# WORK ORDER:
Transcribe the data below verbatim from the line with "Target: twig" to the line with "the puppy's ear". Include both of those lines.

# DATA TO PROCESS:
+--
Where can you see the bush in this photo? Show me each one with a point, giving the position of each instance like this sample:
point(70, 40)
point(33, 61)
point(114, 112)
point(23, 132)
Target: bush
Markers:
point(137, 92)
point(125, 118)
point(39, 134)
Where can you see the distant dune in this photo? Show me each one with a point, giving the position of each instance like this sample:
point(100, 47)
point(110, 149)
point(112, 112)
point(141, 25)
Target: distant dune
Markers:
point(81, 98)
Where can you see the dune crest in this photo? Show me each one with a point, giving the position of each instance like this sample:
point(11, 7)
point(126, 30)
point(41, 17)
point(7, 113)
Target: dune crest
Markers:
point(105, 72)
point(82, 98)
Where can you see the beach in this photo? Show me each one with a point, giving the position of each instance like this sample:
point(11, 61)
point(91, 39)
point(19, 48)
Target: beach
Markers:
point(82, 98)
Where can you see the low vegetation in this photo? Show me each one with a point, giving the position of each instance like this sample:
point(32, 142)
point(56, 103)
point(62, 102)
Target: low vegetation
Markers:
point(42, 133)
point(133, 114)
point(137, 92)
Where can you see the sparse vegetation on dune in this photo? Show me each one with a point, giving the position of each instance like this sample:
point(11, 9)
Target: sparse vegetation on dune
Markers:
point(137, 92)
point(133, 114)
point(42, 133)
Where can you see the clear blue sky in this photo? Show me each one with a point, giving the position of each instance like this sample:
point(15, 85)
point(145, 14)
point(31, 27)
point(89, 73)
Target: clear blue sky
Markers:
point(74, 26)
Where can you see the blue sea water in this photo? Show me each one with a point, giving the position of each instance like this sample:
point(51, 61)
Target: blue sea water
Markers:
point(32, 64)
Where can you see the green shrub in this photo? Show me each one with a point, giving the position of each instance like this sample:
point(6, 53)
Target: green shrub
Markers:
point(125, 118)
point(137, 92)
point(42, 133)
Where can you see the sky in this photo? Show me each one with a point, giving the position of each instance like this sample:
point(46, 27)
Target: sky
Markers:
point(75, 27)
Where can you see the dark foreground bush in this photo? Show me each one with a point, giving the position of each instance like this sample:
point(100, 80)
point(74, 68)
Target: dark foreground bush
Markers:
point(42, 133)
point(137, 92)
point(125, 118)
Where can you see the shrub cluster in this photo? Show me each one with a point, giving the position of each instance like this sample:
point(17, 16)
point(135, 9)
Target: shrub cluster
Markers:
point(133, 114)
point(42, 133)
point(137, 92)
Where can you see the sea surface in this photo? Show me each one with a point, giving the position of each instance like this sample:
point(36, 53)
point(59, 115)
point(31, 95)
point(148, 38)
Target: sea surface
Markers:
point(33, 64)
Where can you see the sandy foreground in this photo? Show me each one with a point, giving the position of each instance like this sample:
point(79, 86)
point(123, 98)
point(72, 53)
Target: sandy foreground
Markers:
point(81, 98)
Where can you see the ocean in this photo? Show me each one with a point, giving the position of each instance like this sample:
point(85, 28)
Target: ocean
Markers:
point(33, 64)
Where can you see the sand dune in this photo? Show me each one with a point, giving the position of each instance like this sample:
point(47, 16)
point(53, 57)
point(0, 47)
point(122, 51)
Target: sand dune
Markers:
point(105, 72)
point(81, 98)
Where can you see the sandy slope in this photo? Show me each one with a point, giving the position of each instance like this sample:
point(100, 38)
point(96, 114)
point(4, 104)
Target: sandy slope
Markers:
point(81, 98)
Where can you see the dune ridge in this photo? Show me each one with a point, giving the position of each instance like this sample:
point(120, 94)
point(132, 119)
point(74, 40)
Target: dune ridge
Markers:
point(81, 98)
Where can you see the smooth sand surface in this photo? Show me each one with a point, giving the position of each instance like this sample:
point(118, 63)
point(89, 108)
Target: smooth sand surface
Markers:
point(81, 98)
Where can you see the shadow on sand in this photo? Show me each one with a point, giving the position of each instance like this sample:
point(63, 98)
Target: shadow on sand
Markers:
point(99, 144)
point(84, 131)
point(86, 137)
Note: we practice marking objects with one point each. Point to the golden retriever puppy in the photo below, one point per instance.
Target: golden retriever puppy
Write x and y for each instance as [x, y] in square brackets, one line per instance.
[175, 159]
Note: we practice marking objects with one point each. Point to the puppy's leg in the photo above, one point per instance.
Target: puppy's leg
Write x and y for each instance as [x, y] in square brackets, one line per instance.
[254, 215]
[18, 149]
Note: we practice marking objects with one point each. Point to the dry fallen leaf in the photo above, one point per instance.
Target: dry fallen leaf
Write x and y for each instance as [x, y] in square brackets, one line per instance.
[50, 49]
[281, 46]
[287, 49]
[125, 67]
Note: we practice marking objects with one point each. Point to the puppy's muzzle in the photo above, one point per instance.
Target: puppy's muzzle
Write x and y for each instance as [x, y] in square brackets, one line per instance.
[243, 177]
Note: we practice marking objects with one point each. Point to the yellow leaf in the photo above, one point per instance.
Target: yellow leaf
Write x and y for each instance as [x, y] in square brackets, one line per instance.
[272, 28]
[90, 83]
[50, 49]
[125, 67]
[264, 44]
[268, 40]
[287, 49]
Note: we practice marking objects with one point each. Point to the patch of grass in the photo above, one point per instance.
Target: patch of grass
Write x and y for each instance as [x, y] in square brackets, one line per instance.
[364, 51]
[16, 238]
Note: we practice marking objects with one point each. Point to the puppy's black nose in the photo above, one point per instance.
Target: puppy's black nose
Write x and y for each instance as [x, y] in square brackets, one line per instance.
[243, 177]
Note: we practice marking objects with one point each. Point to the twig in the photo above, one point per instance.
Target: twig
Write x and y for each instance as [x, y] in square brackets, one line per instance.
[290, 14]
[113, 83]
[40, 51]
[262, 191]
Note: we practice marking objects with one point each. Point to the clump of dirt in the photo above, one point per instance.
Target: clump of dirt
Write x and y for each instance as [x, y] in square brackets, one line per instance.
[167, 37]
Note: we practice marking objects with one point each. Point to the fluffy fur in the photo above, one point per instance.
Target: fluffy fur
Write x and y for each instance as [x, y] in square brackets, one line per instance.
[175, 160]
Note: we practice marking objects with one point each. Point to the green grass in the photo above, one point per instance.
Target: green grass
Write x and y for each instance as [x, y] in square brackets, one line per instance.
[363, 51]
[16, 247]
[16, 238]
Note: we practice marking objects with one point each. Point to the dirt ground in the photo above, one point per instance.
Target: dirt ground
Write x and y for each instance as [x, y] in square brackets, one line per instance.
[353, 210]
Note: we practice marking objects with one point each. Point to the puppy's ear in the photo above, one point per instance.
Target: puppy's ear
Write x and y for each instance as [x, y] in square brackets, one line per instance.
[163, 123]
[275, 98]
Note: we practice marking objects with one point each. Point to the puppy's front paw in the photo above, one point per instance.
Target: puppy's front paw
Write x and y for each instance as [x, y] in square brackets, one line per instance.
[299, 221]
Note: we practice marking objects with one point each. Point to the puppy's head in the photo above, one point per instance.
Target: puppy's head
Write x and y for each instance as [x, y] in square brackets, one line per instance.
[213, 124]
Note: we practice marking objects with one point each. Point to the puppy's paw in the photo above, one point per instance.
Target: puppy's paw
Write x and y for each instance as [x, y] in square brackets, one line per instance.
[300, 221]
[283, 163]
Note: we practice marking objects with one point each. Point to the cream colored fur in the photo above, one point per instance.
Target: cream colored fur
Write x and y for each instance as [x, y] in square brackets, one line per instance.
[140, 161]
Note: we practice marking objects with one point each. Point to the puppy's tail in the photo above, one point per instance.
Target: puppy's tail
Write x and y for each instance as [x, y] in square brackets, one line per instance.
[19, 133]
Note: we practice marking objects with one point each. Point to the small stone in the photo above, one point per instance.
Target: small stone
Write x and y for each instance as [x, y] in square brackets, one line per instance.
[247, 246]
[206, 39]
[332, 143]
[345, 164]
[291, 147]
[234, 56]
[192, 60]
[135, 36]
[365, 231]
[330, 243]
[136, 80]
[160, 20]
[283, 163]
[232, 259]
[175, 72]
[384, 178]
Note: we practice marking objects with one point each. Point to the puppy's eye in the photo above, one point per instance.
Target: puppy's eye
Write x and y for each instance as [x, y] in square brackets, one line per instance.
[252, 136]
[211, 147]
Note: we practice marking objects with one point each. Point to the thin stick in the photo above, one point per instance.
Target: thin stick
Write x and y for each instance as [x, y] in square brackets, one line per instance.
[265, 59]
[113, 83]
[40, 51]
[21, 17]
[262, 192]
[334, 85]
+--
# OUTPUT BELOW:
Target: twig
Write x and y for each instance as [x, y] in square brackets, one line per instance.
[290, 14]
[113, 83]
[40, 51]
[262, 191]
Note: we practice marking objects with one point each. Point to the clump of dirt in the photo above, one point per instance.
Target: clump of dirt
Write x and y for each instance as [x, y] in square brackets, one line per instance.
[167, 37]
Note: we practice marking objects with one point each. Point to the fluffy fur in the photo above, one point per instance.
Target: fluffy fur
Write x and y for each instance as [x, y] in square brackets, one line per instance.
[175, 160]
Note: we practice marking objects with one point each. Point to the green grass in the photo above, one point per instance.
Target: green grass
Write x and y for each instance as [x, y] in square brackets, one line per instance.
[363, 51]
[16, 247]
[16, 238]
Note: we practice marking objects with one point each. Point to the dirt ground in the photo above, one point per instance.
Target: dirt ground
Write x and y for each instance as [x, y] in square brackets, one line per instance.
[353, 210]
Note: we practice marking objects with one point each. Point to the puppy's ear in the photo above, one point per instance.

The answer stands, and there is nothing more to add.